* [Given task]:
In the material below, quote verbatim every line from the one containing "The component shall locate the white" through the one containing "The component shall locate the pink-tinged", both included.
#### Data shown
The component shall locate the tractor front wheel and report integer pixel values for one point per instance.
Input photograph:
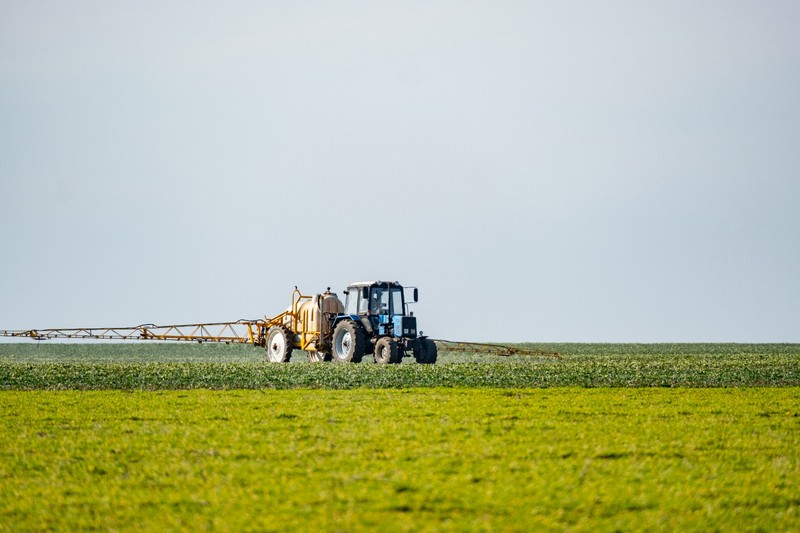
########
#### Data shown
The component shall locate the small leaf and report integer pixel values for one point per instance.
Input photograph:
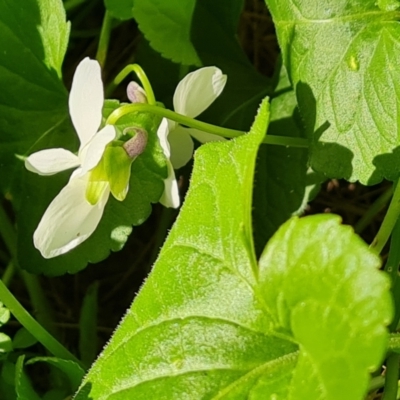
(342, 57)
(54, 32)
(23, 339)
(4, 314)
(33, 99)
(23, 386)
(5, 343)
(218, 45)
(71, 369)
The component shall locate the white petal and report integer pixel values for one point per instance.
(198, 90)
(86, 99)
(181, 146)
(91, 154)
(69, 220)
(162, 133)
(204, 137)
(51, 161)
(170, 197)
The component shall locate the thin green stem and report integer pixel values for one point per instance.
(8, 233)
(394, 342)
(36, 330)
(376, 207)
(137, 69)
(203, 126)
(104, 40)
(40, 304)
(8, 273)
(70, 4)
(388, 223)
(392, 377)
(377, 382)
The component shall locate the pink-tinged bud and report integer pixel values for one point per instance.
########
* [Solved problem]:
The component shall locate the white petal and report integer pixel values for one point per instance.
(198, 90)
(86, 99)
(181, 146)
(91, 154)
(69, 220)
(162, 133)
(204, 137)
(51, 161)
(170, 197)
The component shall locate the thin green stem and report integer pixel values for one point per instance.
(8, 233)
(394, 342)
(36, 330)
(376, 207)
(137, 69)
(203, 126)
(104, 40)
(40, 304)
(8, 273)
(70, 4)
(388, 223)
(392, 377)
(377, 382)
The component shall locate the pink-tinged bud and report integer pixel values for one point per instance.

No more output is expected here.